Dataset rows
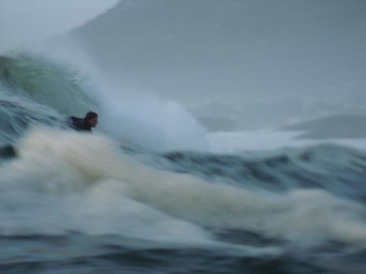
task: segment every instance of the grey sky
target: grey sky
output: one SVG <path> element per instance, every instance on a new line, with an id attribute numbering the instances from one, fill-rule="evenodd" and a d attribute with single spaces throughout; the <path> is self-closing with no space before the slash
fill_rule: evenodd
<path id="1" fill-rule="evenodd" d="M 118 0 L 0 0 L 0 53 L 76 27 Z"/>

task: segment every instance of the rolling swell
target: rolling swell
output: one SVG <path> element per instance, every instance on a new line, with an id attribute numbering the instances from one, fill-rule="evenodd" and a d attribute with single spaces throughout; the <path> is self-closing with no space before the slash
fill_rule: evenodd
<path id="1" fill-rule="evenodd" d="M 366 154 L 347 147 L 323 144 L 242 155 L 174 151 L 151 157 L 145 162 L 209 181 L 276 192 L 321 188 L 366 201 Z"/>
<path id="2" fill-rule="evenodd" d="M 82 80 L 73 68 L 56 65 L 45 58 L 0 56 L 0 83 L 10 94 L 66 115 L 81 115 L 95 105 L 80 86 Z"/>
<path id="3" fill-rule="evenodd" d="M 67 115 L 93 105 L 72 69 L 37 57 L 0 56 L 0 146 L 14 144 L 31 125 L 65 127 Z M 6 147 L 1 155 L 8 155 Z"/>

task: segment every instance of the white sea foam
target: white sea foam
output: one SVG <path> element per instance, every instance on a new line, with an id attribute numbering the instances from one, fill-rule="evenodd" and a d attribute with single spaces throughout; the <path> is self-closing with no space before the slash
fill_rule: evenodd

:: Work to complete ::
Please report how many lines of the records contain the string "rolling", treating uppercase and lowercase as different, and give only the number.

:: Expected output ::
2